**Work instructions:**
Return only the lines starting at the line that contains "Where can the gray upper" and ending with the final line of the listing; include both endpoints.

**Material provided:**
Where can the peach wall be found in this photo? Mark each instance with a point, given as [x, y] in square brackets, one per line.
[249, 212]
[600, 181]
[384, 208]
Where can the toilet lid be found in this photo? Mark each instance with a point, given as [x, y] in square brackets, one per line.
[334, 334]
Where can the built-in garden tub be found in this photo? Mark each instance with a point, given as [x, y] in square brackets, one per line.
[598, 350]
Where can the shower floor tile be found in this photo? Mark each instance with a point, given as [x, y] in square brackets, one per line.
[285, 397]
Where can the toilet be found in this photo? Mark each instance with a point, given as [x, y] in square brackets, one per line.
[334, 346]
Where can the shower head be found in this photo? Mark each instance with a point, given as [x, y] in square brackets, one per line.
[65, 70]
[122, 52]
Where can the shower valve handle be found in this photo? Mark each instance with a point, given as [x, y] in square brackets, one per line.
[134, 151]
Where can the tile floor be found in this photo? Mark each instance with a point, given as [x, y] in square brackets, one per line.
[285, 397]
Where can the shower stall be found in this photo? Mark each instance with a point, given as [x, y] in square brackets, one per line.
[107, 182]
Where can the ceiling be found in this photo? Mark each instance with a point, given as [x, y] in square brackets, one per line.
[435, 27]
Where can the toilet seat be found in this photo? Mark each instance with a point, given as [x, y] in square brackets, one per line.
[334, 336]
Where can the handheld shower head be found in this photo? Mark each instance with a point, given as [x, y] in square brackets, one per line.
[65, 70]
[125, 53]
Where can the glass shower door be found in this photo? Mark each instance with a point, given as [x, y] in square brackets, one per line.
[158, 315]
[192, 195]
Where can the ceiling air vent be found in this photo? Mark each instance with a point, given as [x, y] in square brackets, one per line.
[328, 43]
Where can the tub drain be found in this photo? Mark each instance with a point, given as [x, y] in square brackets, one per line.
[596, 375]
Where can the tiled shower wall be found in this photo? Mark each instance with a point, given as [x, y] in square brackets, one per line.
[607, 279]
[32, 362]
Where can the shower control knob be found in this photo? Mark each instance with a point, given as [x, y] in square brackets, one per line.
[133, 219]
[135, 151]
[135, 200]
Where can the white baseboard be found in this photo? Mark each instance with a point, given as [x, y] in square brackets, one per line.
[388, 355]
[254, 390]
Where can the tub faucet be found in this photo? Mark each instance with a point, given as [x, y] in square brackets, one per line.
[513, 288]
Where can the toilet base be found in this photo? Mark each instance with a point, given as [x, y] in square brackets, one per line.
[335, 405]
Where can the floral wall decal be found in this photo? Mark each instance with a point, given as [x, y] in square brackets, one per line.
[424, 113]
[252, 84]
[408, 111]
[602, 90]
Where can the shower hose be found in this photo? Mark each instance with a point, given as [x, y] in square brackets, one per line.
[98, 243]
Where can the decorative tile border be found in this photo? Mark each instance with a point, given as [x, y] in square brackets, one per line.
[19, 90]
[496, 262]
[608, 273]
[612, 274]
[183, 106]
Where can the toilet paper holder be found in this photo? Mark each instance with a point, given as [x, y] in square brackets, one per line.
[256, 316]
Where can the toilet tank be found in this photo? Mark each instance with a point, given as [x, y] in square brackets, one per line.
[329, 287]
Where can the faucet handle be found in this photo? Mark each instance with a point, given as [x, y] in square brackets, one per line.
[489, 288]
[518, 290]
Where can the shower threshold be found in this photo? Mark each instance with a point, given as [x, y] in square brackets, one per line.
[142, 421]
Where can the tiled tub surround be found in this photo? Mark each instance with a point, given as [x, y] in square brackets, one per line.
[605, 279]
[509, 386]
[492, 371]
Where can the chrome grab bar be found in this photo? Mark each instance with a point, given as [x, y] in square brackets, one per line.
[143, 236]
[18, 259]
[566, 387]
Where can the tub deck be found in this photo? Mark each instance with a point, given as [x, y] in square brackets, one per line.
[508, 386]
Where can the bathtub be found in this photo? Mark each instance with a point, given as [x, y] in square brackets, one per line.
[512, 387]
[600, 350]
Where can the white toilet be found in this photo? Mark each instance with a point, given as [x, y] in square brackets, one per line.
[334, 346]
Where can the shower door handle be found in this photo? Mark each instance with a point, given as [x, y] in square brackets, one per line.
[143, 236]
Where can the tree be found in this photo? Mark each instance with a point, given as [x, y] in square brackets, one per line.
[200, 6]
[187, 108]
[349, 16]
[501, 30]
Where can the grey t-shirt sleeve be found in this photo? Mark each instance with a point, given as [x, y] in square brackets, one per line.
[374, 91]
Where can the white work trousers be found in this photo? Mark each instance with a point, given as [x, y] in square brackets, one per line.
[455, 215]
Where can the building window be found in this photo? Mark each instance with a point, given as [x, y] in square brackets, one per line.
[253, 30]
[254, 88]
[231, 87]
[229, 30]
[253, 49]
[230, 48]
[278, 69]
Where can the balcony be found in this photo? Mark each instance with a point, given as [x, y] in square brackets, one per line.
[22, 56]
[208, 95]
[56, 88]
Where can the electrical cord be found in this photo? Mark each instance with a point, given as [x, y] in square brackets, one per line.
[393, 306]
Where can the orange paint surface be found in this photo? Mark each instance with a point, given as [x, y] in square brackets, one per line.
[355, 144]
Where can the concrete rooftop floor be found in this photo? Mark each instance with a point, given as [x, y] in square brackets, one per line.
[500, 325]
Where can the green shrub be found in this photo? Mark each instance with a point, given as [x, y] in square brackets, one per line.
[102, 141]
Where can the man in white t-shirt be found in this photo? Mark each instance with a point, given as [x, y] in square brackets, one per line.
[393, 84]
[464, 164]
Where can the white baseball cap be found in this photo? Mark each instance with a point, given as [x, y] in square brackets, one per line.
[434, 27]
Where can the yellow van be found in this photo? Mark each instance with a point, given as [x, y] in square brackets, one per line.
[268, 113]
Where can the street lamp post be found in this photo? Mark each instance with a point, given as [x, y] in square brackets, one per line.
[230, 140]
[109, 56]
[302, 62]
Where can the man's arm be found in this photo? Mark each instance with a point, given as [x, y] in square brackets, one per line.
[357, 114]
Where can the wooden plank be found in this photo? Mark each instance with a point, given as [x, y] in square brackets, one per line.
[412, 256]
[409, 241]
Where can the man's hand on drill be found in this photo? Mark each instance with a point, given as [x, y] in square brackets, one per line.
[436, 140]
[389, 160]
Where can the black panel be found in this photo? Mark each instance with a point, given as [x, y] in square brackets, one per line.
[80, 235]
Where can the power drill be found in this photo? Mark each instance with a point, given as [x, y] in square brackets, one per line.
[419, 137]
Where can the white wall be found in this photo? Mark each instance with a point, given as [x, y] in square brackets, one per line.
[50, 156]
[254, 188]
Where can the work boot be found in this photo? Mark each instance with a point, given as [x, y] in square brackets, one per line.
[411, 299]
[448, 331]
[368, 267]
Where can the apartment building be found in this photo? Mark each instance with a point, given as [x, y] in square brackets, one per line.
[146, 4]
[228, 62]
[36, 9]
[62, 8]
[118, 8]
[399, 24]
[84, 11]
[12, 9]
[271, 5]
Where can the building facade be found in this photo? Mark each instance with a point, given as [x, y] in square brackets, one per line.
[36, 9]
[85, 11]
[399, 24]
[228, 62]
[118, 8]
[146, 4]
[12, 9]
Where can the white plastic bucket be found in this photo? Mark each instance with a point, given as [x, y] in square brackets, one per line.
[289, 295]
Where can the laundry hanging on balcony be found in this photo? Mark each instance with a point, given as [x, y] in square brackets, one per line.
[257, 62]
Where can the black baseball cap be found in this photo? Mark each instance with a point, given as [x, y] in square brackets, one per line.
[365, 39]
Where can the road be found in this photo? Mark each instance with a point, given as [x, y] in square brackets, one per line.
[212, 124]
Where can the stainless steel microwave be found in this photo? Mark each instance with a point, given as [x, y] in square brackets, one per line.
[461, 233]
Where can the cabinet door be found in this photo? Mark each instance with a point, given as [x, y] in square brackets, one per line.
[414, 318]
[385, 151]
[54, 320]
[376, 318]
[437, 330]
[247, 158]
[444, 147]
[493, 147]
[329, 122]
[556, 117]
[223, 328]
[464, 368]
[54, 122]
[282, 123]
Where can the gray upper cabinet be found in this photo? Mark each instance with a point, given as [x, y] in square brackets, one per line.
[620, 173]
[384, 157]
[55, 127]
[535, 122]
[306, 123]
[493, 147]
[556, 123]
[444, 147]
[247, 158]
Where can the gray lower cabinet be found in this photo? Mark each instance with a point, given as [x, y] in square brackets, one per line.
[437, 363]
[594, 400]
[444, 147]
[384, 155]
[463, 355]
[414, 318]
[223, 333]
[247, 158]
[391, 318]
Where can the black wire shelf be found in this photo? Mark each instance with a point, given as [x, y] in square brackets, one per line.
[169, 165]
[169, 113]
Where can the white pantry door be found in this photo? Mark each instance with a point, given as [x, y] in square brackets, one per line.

**Correct result:**
Where can the gray upper cabinet be found in this photo? Mark each instance with a point, given as [x, y] in square brackets, one per line.
[620, 173]
[384, 157]
[55, 127]
[535, 122]
[306, 123]
[493, 147]
[556, 123]
[444, 147]
[247, 158]
Where can the gray lower cabinet be found in this photo? Mark each instance with a point, given as [x, y] in square brackets, one per line.
[437, 363]
[594, 400]
[444, 147]
[384, 155]
[463, 355]
[414, 318]
[223, 333]
[247, 158]
[391, 318]
Where can the black wire shelf be found in this photo? Mark each instance with a point, given as [x, y] in square brackets, one per line.
[169, 165]
[169, 113]
Where can the white pantry door be found in this photo? Mark each instance with a point, given as [x, y] in square brackets, one per line.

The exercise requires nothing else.